Attempting to pass model params to ExLlama on startup causes an AttributeError

Question

Attempting to pass model params to ExLlama on startup causes an AttributeError

InconsolableCellist opened this issue a year ago · 2 comments

InconsolableCellist commented a year ago

Summary

It appears that self.model_config is None in ExLlama's class.py (https://github.com/0cc4m/KoboldAI/blob/exllama/modeling/inference_models/exllama/class.py#L423), and is assumed to exist when you get to that code via passing in --model_parameters.

Additionally, play.sh has an issue with parsing JSON use space as an IFS, which is how the help model param tells you to format your JSON.

Steps to reproduce:

Attempt to start with something like the following, which attempts to set model_parameters: /play.sh --host --model airoboros-l2-70b-gpt4-2.0 --model_backend ExLlama --model_parameters "{'0_Layers':35,'1_Layers':45,'model_ctx':4096}"

*DATASET ENTRIES*.
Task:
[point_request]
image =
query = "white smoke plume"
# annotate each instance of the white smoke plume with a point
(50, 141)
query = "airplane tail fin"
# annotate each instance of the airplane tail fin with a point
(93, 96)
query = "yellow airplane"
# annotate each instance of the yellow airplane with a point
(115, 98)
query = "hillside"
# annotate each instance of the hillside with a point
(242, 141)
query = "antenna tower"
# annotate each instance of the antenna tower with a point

*PROMPT 1*. Reproduce the stretch of the ExLlama bug report from "InconsolableCellist opened this" through "passing in --model_parameters.".
*PROMPT 2*. Continue the ExLlama bug report from the point where it stops.

*WRITTEN RESPONSE 1*.
InconsolableCellist opened this issue a year ago · 2 comments

InconsolableCellist commented a year ago

Summary

It appears that self.model_config is None in ExLlama's class.py (https://github.com/0cc4m/KoboldAI/blob/exllama/modeling/inference_models/exllama/class.py#L423), and is assumed to exist when you get to that code via passing in --model_parameters.

*WRITTEN RESPONSE 2*.
Actual Behavior:

Output:

Colab Check: False, TPU: False
INIT       | OK         | KAI Horde Models

 ## Warning: this project requires Python 3.9 or higher.

INFO       | __main__:<module>:680 - We loaded the following model backends: 
Huggingface GPTQ
KoboldAI Old Colab Method
KoboldAI API
Huggingface
Horde
Read Only
OpenAI
ExLlama
Basic Huggingface
GooseAI
INFO       | __main__:general_startup:1395 - Running on Repo: https://github.com/0cc4m/KoboldAI.git Branch: exllama
MESSAGE    | Welcome to KoboldAI!
MESSAGE    | You have selected the following Model: airoboros-l2-70b-gpt4-2.0
ERROR      | __main__:<module>:10948 - An error has been caught in function '<module>', process 'MainProcess' (12311), thread 'MainThread' (140613286643520):
Traceback (most recent call last):

> File "aiserver.py", line 10948, in <module>
    run()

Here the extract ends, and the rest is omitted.